__Short problem__: Add 14 to every polygon coordinate in the answers of the listing, from the line containing "Find the mud flat;" through the end of the listing, and write those lines out again in full with the requests included. Leave the requests and their format samples unchanged.

__Supplied records__:
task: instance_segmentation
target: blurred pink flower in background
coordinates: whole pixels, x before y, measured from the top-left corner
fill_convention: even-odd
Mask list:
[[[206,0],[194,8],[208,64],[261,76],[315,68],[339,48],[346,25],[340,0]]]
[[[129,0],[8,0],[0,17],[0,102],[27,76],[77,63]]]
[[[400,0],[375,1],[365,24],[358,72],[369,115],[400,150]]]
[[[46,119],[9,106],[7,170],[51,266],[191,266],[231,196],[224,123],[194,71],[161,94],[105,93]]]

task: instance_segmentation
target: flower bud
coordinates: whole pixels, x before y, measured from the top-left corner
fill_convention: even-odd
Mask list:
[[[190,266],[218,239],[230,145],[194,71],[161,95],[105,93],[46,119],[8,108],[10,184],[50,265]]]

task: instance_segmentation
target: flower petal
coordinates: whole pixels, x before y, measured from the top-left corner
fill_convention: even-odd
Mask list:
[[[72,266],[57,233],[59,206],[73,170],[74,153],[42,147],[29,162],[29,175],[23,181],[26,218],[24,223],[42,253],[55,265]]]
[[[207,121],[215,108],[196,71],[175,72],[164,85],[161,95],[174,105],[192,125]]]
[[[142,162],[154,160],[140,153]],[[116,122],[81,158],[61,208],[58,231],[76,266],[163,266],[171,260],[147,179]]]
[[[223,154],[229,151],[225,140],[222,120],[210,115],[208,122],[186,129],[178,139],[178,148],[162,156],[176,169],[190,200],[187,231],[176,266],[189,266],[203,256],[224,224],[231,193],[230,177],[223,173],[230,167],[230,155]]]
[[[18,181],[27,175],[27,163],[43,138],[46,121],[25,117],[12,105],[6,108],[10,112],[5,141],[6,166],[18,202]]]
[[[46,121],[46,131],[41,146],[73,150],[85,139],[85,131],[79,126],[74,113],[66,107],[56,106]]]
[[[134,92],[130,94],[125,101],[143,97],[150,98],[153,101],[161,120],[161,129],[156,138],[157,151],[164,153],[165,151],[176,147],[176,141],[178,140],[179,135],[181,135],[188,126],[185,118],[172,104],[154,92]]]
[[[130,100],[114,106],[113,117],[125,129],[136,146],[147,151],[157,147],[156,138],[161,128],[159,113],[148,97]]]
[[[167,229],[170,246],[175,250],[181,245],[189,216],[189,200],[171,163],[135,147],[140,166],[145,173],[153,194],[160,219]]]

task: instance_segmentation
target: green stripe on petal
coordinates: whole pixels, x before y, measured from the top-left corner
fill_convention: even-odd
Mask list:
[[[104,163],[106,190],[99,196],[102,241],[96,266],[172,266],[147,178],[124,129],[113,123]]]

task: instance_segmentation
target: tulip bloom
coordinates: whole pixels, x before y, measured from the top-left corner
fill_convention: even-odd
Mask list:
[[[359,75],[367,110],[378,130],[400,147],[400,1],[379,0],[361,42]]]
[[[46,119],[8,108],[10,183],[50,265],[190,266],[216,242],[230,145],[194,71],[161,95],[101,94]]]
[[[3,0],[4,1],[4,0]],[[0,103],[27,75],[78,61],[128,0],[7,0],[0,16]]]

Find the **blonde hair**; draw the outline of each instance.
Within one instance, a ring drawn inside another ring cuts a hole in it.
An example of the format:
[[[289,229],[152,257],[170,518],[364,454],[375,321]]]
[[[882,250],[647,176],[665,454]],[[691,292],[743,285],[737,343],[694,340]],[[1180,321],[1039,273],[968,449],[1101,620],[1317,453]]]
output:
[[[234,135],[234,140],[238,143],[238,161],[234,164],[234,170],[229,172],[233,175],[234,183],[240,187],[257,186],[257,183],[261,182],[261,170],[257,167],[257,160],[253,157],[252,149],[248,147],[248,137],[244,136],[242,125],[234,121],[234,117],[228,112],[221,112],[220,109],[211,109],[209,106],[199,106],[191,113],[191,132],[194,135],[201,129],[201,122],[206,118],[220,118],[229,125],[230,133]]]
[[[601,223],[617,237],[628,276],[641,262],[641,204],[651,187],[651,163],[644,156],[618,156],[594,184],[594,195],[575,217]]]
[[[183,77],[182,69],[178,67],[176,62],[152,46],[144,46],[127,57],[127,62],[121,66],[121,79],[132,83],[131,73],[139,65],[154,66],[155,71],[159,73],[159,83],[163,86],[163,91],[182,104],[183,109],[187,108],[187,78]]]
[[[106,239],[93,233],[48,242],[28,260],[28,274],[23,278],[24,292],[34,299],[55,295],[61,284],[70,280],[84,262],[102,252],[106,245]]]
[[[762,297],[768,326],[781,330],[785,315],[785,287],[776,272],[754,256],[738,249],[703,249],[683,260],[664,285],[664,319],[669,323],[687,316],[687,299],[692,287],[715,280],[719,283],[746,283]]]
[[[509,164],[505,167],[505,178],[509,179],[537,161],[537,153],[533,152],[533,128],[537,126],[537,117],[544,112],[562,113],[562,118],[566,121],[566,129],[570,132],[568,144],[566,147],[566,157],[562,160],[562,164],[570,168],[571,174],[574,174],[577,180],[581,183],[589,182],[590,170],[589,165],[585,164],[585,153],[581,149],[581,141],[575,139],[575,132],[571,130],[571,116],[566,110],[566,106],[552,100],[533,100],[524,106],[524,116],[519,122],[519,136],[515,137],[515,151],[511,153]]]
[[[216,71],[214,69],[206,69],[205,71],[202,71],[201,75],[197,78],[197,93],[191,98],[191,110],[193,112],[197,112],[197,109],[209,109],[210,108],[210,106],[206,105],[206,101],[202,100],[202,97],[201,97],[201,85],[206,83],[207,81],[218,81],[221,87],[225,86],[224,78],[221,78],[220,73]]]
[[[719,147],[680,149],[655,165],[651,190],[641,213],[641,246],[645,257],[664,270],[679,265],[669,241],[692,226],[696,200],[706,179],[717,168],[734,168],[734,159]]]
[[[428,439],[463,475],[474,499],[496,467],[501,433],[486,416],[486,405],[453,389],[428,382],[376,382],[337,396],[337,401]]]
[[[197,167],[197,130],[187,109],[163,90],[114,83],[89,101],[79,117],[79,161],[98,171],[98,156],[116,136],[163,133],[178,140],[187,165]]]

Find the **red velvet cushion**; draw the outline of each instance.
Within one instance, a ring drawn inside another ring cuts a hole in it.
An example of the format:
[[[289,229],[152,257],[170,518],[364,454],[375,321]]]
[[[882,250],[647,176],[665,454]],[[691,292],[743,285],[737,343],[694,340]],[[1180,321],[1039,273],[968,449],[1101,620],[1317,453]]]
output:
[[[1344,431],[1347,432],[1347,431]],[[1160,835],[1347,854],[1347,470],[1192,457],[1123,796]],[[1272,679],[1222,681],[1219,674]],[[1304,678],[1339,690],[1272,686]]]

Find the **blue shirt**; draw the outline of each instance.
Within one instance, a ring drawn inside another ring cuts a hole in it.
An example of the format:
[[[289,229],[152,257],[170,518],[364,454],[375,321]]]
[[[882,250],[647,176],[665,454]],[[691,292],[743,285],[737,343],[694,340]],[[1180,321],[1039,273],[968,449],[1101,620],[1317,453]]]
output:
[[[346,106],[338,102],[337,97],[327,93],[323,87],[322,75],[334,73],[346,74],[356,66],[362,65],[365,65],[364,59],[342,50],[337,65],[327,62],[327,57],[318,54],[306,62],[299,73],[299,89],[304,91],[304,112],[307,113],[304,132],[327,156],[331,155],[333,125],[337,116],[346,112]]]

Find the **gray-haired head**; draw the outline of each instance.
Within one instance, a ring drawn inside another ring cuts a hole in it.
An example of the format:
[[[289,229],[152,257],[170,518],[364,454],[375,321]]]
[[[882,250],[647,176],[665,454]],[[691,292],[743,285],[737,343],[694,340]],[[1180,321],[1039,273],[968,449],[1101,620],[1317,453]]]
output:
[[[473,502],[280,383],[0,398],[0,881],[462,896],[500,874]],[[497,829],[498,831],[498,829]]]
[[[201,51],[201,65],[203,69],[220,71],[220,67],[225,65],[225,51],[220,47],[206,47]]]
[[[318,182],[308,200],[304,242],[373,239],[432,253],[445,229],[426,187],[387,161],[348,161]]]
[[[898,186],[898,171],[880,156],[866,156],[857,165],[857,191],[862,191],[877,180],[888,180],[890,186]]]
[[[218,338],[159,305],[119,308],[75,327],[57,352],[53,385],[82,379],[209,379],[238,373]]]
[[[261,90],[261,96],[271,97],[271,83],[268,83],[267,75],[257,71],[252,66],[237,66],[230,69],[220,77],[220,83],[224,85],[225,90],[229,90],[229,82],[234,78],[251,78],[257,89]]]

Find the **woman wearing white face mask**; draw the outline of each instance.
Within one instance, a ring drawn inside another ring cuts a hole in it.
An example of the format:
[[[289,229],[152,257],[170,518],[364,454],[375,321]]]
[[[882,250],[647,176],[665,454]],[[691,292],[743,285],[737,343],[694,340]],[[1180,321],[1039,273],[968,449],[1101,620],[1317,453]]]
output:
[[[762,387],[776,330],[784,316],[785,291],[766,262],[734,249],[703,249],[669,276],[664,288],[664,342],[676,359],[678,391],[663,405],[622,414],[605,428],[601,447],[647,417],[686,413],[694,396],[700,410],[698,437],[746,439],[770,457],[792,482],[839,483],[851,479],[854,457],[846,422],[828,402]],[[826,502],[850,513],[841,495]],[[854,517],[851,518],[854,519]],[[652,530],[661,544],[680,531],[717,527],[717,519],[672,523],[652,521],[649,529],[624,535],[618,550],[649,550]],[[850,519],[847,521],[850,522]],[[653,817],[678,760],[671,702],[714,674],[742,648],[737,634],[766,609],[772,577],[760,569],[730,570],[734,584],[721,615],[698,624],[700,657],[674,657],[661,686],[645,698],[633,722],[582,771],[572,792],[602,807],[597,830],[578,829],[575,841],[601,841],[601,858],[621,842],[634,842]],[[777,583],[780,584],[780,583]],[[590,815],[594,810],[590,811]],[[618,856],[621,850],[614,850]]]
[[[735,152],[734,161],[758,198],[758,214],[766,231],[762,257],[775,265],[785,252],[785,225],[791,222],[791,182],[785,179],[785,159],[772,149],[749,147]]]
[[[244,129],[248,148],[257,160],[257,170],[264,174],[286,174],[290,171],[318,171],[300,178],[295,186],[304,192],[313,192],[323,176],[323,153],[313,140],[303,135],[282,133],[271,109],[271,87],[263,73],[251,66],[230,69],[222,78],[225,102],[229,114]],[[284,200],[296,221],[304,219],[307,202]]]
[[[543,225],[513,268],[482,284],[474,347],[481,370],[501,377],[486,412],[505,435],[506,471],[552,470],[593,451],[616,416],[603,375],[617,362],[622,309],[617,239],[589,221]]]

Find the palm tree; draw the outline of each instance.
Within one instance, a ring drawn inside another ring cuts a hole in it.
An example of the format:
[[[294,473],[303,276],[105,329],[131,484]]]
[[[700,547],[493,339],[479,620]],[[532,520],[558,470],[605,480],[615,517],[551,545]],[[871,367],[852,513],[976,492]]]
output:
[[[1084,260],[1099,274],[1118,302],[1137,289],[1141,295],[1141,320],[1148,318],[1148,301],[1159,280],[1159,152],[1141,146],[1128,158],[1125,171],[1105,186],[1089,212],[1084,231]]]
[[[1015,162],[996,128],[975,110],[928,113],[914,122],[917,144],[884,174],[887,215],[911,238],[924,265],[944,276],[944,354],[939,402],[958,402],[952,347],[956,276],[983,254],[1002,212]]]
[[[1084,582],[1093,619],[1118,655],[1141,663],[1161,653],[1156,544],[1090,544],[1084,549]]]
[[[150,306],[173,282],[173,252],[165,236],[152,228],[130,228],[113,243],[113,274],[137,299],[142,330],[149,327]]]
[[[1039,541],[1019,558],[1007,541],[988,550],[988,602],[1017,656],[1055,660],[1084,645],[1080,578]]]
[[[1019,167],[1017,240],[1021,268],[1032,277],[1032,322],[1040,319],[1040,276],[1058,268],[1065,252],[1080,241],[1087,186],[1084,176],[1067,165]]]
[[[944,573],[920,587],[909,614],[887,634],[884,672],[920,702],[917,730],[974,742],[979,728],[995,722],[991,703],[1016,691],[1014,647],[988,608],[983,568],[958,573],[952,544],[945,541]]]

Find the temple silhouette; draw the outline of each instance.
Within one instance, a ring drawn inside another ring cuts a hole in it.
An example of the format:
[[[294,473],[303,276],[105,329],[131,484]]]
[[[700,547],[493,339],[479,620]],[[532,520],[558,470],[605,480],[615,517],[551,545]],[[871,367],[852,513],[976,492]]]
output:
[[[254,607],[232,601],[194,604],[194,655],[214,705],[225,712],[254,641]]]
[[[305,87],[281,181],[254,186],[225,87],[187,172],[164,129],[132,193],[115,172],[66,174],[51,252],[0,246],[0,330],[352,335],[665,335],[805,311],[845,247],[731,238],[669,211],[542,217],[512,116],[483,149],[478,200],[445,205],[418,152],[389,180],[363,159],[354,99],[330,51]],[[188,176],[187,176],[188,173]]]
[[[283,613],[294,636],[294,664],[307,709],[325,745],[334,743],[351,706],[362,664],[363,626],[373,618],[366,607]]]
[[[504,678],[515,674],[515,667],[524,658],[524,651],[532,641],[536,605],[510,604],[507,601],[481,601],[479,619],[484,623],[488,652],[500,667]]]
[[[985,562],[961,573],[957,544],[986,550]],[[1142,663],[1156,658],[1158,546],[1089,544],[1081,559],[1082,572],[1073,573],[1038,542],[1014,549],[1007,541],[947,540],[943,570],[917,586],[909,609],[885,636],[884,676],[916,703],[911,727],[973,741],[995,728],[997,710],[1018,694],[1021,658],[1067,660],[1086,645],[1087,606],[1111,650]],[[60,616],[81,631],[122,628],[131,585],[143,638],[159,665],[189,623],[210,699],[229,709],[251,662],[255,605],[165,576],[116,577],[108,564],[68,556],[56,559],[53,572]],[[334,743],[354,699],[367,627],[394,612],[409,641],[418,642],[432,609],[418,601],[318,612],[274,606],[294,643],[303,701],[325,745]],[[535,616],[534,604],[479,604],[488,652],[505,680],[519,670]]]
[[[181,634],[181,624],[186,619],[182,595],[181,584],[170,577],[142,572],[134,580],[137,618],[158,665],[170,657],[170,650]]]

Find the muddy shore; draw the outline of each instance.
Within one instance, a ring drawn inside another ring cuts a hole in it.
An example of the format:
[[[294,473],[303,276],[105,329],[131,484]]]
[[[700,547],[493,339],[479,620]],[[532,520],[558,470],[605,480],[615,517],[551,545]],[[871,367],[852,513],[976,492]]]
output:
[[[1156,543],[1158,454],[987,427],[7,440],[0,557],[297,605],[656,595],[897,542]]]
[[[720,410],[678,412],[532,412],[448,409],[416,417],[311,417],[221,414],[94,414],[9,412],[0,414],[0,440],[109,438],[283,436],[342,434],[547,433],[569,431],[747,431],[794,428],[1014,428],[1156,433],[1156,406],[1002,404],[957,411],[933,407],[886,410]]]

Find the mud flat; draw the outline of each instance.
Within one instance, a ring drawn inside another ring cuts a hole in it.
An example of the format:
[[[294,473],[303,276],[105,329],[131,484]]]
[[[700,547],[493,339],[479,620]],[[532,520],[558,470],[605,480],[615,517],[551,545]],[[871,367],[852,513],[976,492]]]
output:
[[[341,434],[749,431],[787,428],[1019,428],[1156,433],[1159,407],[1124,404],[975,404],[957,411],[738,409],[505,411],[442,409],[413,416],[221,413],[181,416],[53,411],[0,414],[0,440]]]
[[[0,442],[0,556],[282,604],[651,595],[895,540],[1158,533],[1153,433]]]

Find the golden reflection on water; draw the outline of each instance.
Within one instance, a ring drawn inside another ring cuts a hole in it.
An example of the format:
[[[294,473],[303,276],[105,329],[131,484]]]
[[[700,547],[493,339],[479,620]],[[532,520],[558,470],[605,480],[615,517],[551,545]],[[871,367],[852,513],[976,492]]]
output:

__Result__:
Find the mud flat; draw the outline of each instance.
Within one instance, a ring drawn inside another ring cuts a hole in it.
An example of the format:
[[[294,473],[303,276],[105,329],[131,484]]]
[[[700,547],[493,339],[479,620]],[[532,520],[558,470],[605,480],[615,517],[551,545]],[[871,367],[852,513],[976,492]]]
output:
[[[355,448],[763,445],[801,442],[1033,442],[1170,447],[1173,421],[1138,418],[989,418],[971,425],[752,423],[519,425],[456,423],[427,430],[235,427],[195,430],[67,425],[14,428],[14,454]]]
[[[14,456],[14,570],[296,618],[665,609],[909,554],[1172,547],[1167,447]]]

Find the golden reflection on water; draw the outline of each instance.
Within one instance, a ring drawn inside another ring cuts a hole in it.
An example of the format:
[[[294,473],[303,276],[105,329],[131,484]]]
[[[700,547],[493,339],[479,620]],[[532,520],[558,470],[605,480],[615,517],[551,545]],[[871,367],[852,513],[976,492]]]
output:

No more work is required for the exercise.